[Records from a point-labeling set]
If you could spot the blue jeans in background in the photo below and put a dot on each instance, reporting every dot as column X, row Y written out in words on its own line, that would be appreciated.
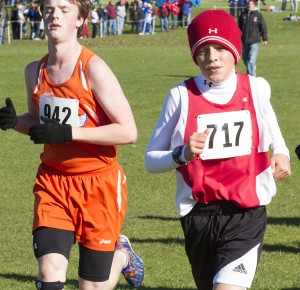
column 112, row 26
column 249, row 55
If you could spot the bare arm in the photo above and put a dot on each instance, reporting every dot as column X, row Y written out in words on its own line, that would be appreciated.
column 111, row 98
column 30, row 118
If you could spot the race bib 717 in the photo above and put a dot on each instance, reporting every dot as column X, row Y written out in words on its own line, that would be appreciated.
column 230, row 134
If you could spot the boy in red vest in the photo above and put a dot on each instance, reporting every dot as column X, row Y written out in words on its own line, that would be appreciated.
column 77, row 109
column 219, row 126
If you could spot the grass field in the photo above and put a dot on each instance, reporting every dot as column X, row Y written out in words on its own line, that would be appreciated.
column 147, row 68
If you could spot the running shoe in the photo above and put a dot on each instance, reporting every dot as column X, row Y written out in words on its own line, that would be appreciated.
column 134, row 271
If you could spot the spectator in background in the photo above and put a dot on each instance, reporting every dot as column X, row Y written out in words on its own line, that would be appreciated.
column 30, row 18
column 121, row 15
column 102, row 12
column 294, row 4
column 231, row 7
column 15, row 24
column 241, row 6
column 95, row 21
column 283, row 5
column 135, row 17
column 111, row 18
column 186, row 12
column 3, row 21
column 163, row 13
column 180, row 15
column 24, row 25
column 168, row 6
column 174, row 14
column 253, row 26
column 37, row 22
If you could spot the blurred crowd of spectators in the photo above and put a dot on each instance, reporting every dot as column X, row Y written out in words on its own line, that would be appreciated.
column 25, row 18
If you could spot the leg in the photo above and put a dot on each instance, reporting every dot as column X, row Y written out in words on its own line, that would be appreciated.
column 52, row 249
column 100, row 270
column 253, row 52
column 245, row 55
column 52, row 267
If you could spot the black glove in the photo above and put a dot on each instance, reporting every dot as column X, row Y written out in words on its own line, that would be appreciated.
column 8, row 116
column 50, row 132
column 297, row 151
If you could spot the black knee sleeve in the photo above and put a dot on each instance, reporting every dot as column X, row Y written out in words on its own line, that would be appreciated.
column 40, row 285
column 94, row 265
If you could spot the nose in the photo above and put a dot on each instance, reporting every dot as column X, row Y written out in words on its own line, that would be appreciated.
column 212, row 54
column 55, row 14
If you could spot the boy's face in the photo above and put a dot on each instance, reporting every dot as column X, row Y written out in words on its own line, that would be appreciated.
column 215, row 62
column 61, row 19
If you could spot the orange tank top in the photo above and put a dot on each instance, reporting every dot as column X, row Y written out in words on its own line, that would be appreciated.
column 72, row 102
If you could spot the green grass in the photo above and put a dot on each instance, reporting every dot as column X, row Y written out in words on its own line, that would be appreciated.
column 147, row 68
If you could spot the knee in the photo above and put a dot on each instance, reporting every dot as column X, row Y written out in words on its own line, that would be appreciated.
column 40, row 285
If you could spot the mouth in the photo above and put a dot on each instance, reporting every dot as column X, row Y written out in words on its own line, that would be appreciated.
column 214, row 69
column 54, row 26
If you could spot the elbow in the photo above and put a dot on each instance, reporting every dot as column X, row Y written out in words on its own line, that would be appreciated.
column 132, row 136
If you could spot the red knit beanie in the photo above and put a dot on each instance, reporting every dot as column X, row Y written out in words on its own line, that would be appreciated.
column 215, row 26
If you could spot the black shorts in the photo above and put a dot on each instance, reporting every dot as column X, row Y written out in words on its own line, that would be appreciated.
column 93, row 265
column 223, row 243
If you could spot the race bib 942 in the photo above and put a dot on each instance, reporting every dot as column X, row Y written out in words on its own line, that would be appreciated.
column 230, row 134
column 65, row 111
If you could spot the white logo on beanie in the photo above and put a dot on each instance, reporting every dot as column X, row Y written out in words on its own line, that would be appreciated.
column 213, row 30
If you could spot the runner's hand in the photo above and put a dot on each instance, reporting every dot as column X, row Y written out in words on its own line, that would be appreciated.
column 8, row 116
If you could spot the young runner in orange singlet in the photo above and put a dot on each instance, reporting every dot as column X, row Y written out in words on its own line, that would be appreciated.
column 77, row 109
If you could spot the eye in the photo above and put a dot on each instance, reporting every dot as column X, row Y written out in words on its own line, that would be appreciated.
column 48, row 10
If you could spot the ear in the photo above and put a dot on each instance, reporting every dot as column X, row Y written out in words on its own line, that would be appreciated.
column 79, row 22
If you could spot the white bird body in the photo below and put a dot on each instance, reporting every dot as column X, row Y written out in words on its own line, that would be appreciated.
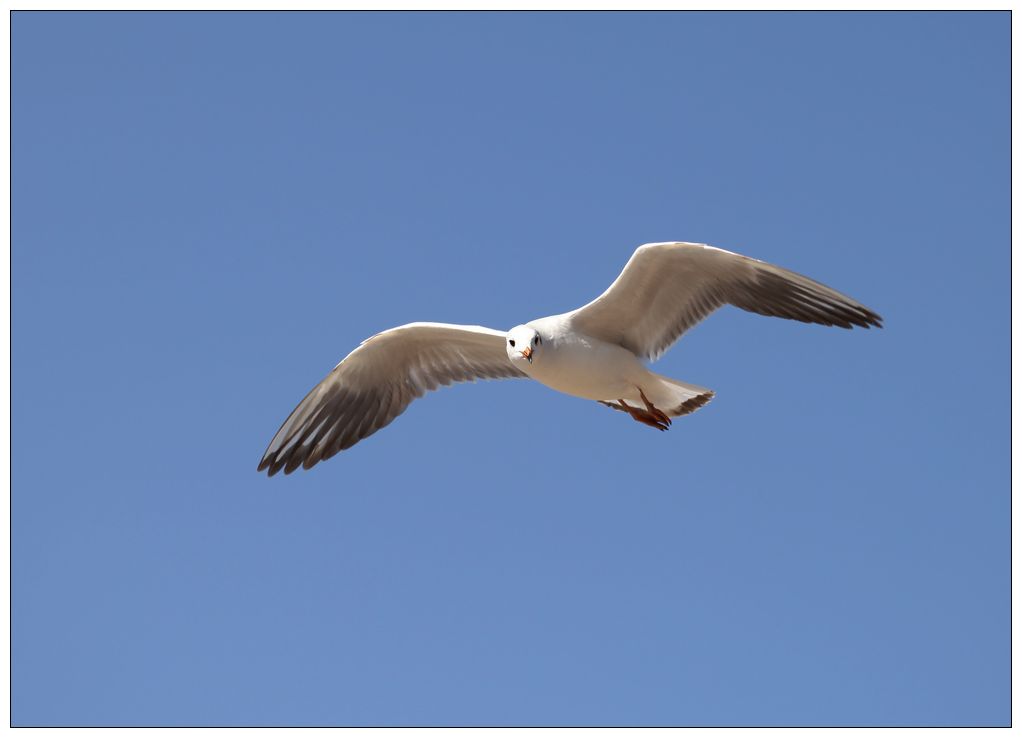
column 594, row 353
column 579, row 365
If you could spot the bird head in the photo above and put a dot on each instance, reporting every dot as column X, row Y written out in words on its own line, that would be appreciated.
column 522, row 344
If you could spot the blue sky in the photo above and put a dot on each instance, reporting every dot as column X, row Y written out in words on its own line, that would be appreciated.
column 210, row 211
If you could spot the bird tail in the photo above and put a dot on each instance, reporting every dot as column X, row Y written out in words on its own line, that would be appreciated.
column 676, row 398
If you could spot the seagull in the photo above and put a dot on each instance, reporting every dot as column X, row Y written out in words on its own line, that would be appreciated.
column 595, row 352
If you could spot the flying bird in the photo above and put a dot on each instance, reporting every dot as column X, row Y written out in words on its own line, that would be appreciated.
column 595, row 352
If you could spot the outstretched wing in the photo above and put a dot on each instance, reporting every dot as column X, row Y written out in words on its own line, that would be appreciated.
column 666, row 288
column 377, row 381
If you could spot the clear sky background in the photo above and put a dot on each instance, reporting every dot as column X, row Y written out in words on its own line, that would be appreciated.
column 211, row 210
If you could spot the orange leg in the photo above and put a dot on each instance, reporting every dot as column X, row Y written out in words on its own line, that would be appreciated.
column 653, row 417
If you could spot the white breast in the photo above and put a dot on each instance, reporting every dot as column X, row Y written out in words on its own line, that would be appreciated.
column 577, row 365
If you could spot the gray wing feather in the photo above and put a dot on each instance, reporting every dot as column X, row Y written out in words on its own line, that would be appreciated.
column 375, row 383
column 666, row 288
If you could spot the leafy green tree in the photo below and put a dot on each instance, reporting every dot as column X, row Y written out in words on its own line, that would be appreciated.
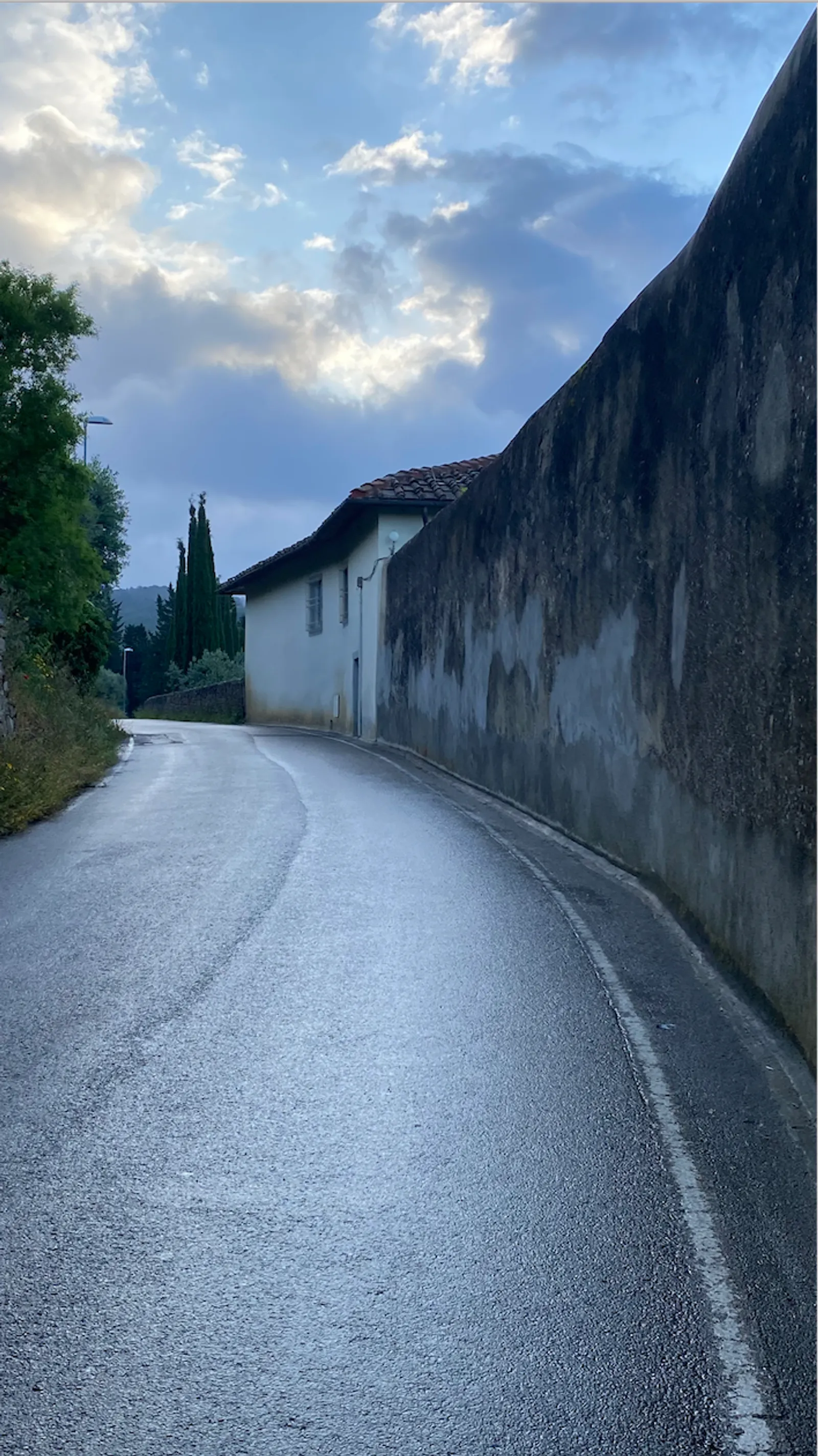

=== WHAT TO PRODUCE ===
Recast every line of the data above as a numbered list, leaving out blank lines. Omit the pictures from your answer.

=== TASK RESPONSE ===
1. If you could spot the blue jeans in background in the photo below and put a dot on each instance, reporting every dot as column X, row Y written out in words on its own line, that would be appreciated.
2. column 112, row 26
3. column 249, row 55
4. If you could spot the bare arm in the photo above and put a dot on each instance, reporting every dot as column X, row Y written out in words on its own line, that would be appreciated.
5. column 111, row 98
6. column 30, row 118
7. If you could spot the race bib 717 in the photo above and put a dot on each instance, reporting every dot as column X, row Y written out in words on its own line, that would be appreciated.
8. column 230, row 134
9. If you could spot the boy in red vest in the photo above and put a dot on each instance, reporting every dot as column X, row Y written out in words on its own line, that would be appreciated.
10. column 77, row 109
11. column 219, row 126
12. If you could spot the grass field in the photo above and put a dot on each instance, reporting every dot as column X, row Y written out in words on its own line, that would be appreciated.
13. column 147, row 68
14. If you could spot the running shoe in the photo above and put a dot on each instance, reporting every dot as column X, row Y written out in words on its own line, that would be appreciated.
15. column 134, row 271
16. If you could spot the spectator in background in the photo above and put a dot on each instance, reporting every dot as column X, row Y written out in words on its own line, that would be appreciated.
17. column 30, row 18
18. column 121, row 15
19. column 102, row 12
20. column 294, row 4
21. column 231, row 7
22. column 15, row 24
23. column 241, row 6
24. column 95, row 21
25. column 283, row 5
26. column 135, row 17
27. column 111, row 18
28. column 186, row 12
29. column 3, row 21
30. column 163, row 13
31. column 180, row 15
32. column 24, row 25
33. column 168, row 6
34. column 174, row 14
35. column 253, row 26
36. column 37, row 22
37. If you could spot the blurred crowd of spectators in the photo above and put a dot on each instance, reporting every dot as column X, row Y written out in words on its own line, that would be appreciated.
38. column 25, row 18
39. If you could spot the leg in the photo above and put a dot on each instance, reporting every dot as column X, row Y written out in words on its own line, that would be appreciated.
40. column 52, row 249
41. column 100, row 270
42. column 253, row 52
43. column 245, row 55
44. column 52, row 267
45. If you could spot the black glove in the photo above and put a dot on each instance, reporting every dot as column X, row Y written out in words on its own line, that would be appreciated.
46. column 8, row 116
47. column 50, row 132
48. column 297, row 151
49. If you could spot the black knee sleeve in the photo above and put a dot on each instance, reporting every dot as column X, row Y written out in words on its own line, that would be appreciated.
50. column 40, row 285
51. column 94, row 265
52. If you could spot the nose in the photo above and put a dot on each instance, reporting every dot as column X, row Y written out in words on its own line, that would be appreciated.
53. column 212, row 54
54. column 55, row 14
55. If you could spot the boy's face in the photo above and put a dot on each instance, reporting every dot as column X, row Y written out in words on its own line, that would be appreciated.
56. column 215, row 62
57. column 61, row 19
58. If you could spot the orange tank top in the photo above and put a dot on each instance, reporting every dot as column X, row Y written out in words on its own line, that would be appreciated.
59. column 72, row 102
60. If you could spot the green grass in the photo above and put a dot on each instance, reporting every dot as column X, row Y written out in words on its own line, that would be appreciated.
61. column 147, row 68
62. If you could spot the knee in the photo above and put a dot on each instance, reporting every dot as column X, row Y written out in words on its own line, that would be appreciated.
63. column 40, row 285
64. If you could spot the mouth in the photo above and put a dot on each instance, reporting every dot as column X, row Y written out in words on its own line, that would be appreciated.
65. column 214, row 69
66. column 54, row 26
67. If you could spot the elbow in the photo above and put a dot on each instance, reporting every dot as column X, row Y written out in words on its own line, that would be appreciated.
68. column 132, row 136
69. If you could spot the red knit beanie in the photo above and put a dot on each instance, reporting every dot as column X, row Y written out in words on its own line, that would be appreciated.
70. column 215, row 26
71. If you could spot the black shorts in the photo above and put a dot on each instance, reporting every dot as column X, row Y written out in words on its own line, that would be appreciated.
72. column 93, row 265
73. column 223, row 243
74. If you could spot the race bib 942 in the photo above and put a dot on each instance, reporting every dot as column X, row Y written out in words on its own line, that would be appreciated.
75. column 230, row 134
76. column 65, row 111
77. If you could spot the white logo on beanie in the photo above and put a dot on each instance, reporting every dot as column X, row Y written out in words on its own line, that would be appreciated.
78. column 213, row 30
79. If you could spot the runner's hand in the photo above and put a dot on each instance, reporting every dot as column X, row Y written out in words on its own line, that would be appreciated.
80. column 8, row 116
81. If you could spot the young runner in orange singlet in the photo above and put a dot on each instance, reporting every dot as column X, row Y written out in words on its own line, that would be appreciated.
82. column 77, row 109
83. If you could spot the eye in the photo above and put a dot on each instance, reporting every dot as column X, row Y written out in words on its own line, that would be appreciated.
84. column 48, row 10
85. If you could spot the ear in the photo above and put a dot on each instance, reporting every dot as column X, row Y written out in words on its own line, that would be appreciated.
86. column 79, row 22
87. If you could spot the white bird body in the photo below and put a dot on each instance, reporting every dot as column X, row Y written out in words on its own line, that would be appreciated.
88. column 594, row 353
89. column 579, row 365
90. If you could spot the bird head in the photo above and put a dot on each instance, reporting every dot as column X, row Y written out in words on its own line, that would be appreciated.
91. column 522, row 344
92. If you could spot the blue sky in the photo above and put a dot on each instance, reporting every dot as column X, row Y written out in words on its own line, that would be appreciated.
93. column 210, row 211
94. If you could spot the bird tail in the photo above and put a dot on each instance, reporting every dot as column X, row Y written out in words on its own line, that would be appreciated.
95. column 676, row 398
96. If you could spot the seagull in the photo above and put a dot on each instance, reporting every dot as column X, row Y written out in words on its own line, that would be appreciated.
97. column 595, row 352
98. If you could spot the flying bird in the photo above and put a dot on each instance, reporting every dot as column X, row Y written out in words on its own line, that would be appreciated.
99. column 595, row 352
100. If you could spot the outstretched wing in the photo above and put a dot on each instance, reporting every dot as column X, row Y written out in words on its own line, that would be appreciated.
101. column 666, row 288
102. column 377, row 381
103. If you could spot the clear sky background in the photo above and put a dot on each instance, reporting every dot as column X, row Y written out in words on its own line, that would be appreciated.
104. column 211, row 210
105. If you could spot the orange leg in the photo above and put a dot on each instance, reporting every dot as column X, row Y written out in words on its own line, that would be appreciated.
106. column 653, row 417
107. If you could spot the white breast in the photo above and put a dot on each instance, reporting every dot as column X, row Y written out in words on its own line, that would be appreciated.
108. column 577, row 365
109. If you could spot the gray wing feather in the photo above and put a dot on each instance, reporting every dot as column X, row Y written out in words on its own line, that would be appreciated.
110. column 375, row 383
111. column 666, row 288
112. If you could spot the leafy green tree in the photo below and put a dot on each instance, reporting every dot as column X, row Y written out in words on its own line, that would be appreciated.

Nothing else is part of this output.